PROBLEMS AND TASKS
1 - Extract the part of the multiprocessing excerpt that opens with the words containing "Sharing data between" and closes with "the data global.".
2 - Answer these questions using the multiprocessing excerpt.
(a) What is the total time taken with multiprocessing?
(b) When should a pool be used?
(c) What value is given for n?
3 - Continue the multiprocessing excerpt from the point where it stops.

EXTRACT TO READ
As we have 8 cores available and 10 tasks at hand, Pool.map() distributes the tasks among the 8 workers by dividing tasks into chunks like [2, 2, 1, 1, 1, 1, 1, 1] and pass them to workers.

The total time taken with multiprocessing is 2 seconds which is 5x times faster than without multiprocessing (10 seconds).

for large iterable size use Pool.imap() with chunksize for better efficiency

for multiple parameters function, use Pool.starmap() or Pool.map() with partial functions

Process vs Pool

Use process, when there is a small number of tasks and each task takes a large amount of time. Use a pool, when there is a large number of tasks and each task takes a small amount of time.

Sharing data between processes

It is strongly recommended to not share data between processes

Share data with global variables (copy-on-write)

Processes created using multiprocessing run independently with their own memory space and they don't have access to the parent process's local data but they inherit the global data of the parent (only when fork start method used).

Since child processes get a snapshot of the parent process's global data, we can utilize this behavior in a way such that we can make sharable data available to child processes by making the data global.

For the following example, we will share an integer value x and an array of integers a to calculate the sum of the product of each element in a with an element in the list of numbers from 0..n, n = 100000. And then compute the product of x and the whole sum.

1# function to be applied for each element
2def sum_product(e):
3    w_sum = sum([x*i for i in a])

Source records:
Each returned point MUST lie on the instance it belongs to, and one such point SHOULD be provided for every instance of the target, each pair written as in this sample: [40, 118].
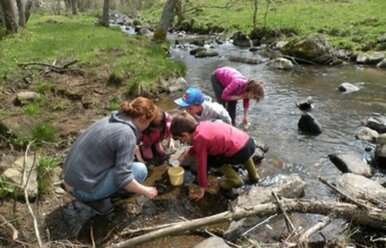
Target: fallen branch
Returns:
[14, 230]
[374, 217]
[288, 221]
[25, 186]
[347, 197]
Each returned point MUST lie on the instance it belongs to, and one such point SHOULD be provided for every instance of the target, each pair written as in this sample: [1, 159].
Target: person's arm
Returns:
[136, 187]
[202, 178]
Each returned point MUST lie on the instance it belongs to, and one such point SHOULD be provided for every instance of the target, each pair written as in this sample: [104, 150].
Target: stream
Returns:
[274, 119]
[274, 122]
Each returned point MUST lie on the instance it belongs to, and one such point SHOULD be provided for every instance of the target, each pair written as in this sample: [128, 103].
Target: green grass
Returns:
[45, 165]
[60, 38]
[349, 23]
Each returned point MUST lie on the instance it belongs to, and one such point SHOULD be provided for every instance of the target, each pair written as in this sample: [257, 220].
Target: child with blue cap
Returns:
[201, 107]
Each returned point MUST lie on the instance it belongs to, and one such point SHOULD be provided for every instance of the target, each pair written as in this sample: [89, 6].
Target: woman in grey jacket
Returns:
[101, 161]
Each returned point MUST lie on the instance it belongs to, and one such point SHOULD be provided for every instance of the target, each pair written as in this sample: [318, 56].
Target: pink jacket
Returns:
[234, 83]
[214, 138]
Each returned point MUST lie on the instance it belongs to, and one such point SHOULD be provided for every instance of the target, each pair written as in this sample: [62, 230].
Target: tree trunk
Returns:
[9, 15]
[28, 7]
[373, 217]
[20, 6]
[166, 18]
[1, 15]
[106, 16]
[74, 7]
[179, 9]
[254, 15]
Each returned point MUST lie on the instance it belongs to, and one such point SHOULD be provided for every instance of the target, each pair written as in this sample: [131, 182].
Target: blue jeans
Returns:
[107, 186]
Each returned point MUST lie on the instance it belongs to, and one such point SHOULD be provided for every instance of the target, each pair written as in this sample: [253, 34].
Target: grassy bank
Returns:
[132, 59]
[354, 24]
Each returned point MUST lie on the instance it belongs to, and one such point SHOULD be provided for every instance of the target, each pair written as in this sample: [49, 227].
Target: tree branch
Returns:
[373, 217]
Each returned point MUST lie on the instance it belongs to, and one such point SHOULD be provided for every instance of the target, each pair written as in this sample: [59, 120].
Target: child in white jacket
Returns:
[201, 106]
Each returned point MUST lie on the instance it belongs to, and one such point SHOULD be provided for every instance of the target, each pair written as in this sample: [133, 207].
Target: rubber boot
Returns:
[252, 173]
[233, 180]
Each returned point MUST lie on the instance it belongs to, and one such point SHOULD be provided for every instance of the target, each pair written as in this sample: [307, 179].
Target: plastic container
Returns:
[176, 175]
[175, 163]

RESPONSE LIST
1 -
Sharing data between processes

It is strongly recommended to not share data between processes

Share data with global variables (copy-on-write)

Processes created using multiprocessing run independently with their own memory space and they don't have access to the parent process's local data but they inherit the global data of the parent (only when fork start method used).

Since child processes get a snapshot of the parent process's global data, we can utilize this behavior in a way such that we can make sharable data available to child processes by making the data global.

2 -
(a) 2 seconds.
(b) When there is a large number of tasks and each task takes a small amount of time.
(c) 100000.

3 -
4    return w_sum * e
5
6# pool initializer function
7def pool_initializer(X, A):
8    global x
9    x = X
10    global a
11    a = A
12
13n = 100000
14X = 3
15A = [2, 4, 6, 8, 10, 12]
16
17with Pool(processes=cpu_count(), initializer=pool_initializer, initargs=(X, A)) as pool:
18    res = pool.map(sum_product, range(n))
19

In the above snippet, we initialized the pool with the pool_initializer function, this function will be called for every worker after they start and any data globalized inside this initialization function is available to all child processes.

Even though we don't need the initializer function here to share data as we can make data global at the top level and all child processes would get a snapshot of the global data, there are other cases where the initializer function is useful. Like reading a file and sharing data, making a database connection, etc, which might work on variable parameters that we can pass in pool initargs.

Sharing data by leveraging global variables and copy-on-write data is only useful for read-only data. If any child process changes the global variable value, they don't reflect in the parent process.

1from random import randint
2
3def random_increment(i):
4    rand_n = randint(0, i)
5    a[rand_n] += 1
6    print(f'child {i}: {a}')
7
8n = 10
9a = list(range(n))
10
11with Pool(processes=cpu_count()) as pool:
12    pool.map(random_increment, range(n))
13
14print(f'parent {a}')
15

In the above program, we have initialized a global variable a which is a list. We applied the function random_increment() for n tasks, and, random_increment() function takes the number i and increments the list a at the index generated randomly in the range(0..i).

As a is global, we expect the list a change in the parent process too, but it is not true as each child process is created by copying a snapshot of the parent data and each child will have their own memory.

Look at the output of the above program below to check that, in the parent process, the value of a has not changed.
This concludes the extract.